How many lines in the entries below contain the string "building", with case counting? Reply with the number only.

EXCERPTED DATA
--
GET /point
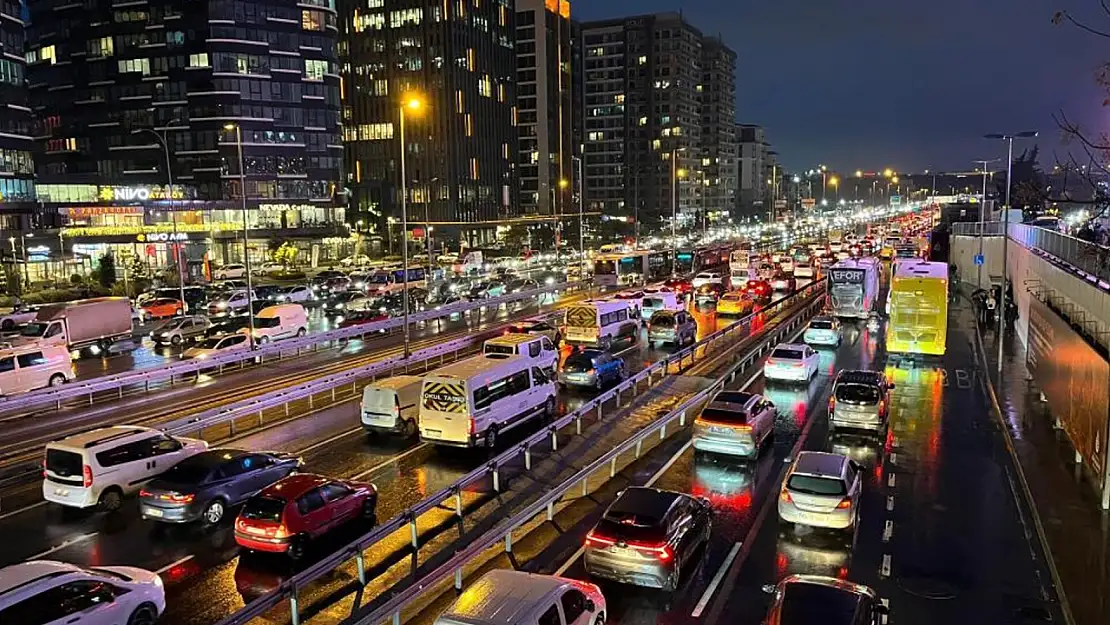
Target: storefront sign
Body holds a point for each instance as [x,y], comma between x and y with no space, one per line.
[139,193]
[162,237]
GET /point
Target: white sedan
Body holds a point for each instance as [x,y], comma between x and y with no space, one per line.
[52,593]
[791,362]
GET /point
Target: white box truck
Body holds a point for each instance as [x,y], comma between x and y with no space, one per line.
[99,321]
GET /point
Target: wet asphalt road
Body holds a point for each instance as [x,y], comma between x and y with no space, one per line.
[201,567]
[944,535]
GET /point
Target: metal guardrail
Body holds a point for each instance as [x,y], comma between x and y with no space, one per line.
[1088,260]
[56,395]
[451,496]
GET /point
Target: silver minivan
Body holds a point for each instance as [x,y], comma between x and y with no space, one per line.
[391,405]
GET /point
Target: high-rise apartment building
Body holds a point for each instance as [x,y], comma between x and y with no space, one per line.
[17,168]
[222,83]
[719,144]
[460,60]
[647,113]
[544,92]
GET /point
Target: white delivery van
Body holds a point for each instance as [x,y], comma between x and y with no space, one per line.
[27,368]
[280,321]
[538,349]
[392,405]
[471,402]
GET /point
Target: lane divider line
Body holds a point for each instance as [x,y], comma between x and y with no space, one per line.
[173,564]
[73,541]
[715,582]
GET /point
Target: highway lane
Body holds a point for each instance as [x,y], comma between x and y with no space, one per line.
[330,441]
[24,433]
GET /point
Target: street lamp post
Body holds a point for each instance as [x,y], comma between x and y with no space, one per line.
[246,251]
[1006,233]
[160,137]
[413,103]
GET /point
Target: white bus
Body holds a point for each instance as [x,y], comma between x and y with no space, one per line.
[601,323]
[472,402]
[854,286]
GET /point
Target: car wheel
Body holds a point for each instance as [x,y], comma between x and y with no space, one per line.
[110,500]
[145,614]
[213,513]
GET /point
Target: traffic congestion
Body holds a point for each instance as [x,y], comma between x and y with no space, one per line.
[153,526]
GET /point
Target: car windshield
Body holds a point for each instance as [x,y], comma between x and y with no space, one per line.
[804,603]
[816,485]
[857,393]
[263,508]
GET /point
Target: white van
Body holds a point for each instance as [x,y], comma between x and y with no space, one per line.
[540,349]
[28,368]
[659,301]
[391,405]
[101,466]
[471,402]
[601,323]
[280,321]
[526,598]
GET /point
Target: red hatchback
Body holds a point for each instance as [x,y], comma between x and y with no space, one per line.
[288,515]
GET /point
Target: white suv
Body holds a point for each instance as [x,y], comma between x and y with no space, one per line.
[54,593]
[99,467]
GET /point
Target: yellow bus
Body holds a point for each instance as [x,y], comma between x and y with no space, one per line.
[918,308]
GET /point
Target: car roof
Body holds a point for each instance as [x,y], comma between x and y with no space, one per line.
[294,485]
[24,573]
[819,463]
[641,500]
[503,597]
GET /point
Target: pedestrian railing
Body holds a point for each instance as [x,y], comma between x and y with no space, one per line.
[182,371]
[806,302]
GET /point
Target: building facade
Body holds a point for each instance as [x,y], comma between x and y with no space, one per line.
[17,164]
[458,59]
[647,113]
[144,113]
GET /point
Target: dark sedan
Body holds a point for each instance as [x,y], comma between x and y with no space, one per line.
[203,486]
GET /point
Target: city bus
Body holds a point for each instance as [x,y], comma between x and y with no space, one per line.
[631,268]
[918,308]
[854,286]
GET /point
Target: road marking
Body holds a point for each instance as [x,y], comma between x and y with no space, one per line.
[716,581]
[68,543]
[383,464]
[173,564]
[329,441]
[21,510]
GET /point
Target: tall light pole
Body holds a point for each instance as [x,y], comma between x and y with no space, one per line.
[410,103]
[160,137]
[246,252]
[1006,232]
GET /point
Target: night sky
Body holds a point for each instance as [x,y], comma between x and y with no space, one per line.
[909,84]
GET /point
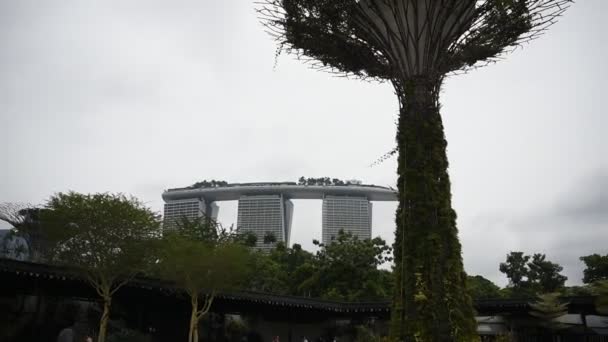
--
EXPECTED ANSWER
2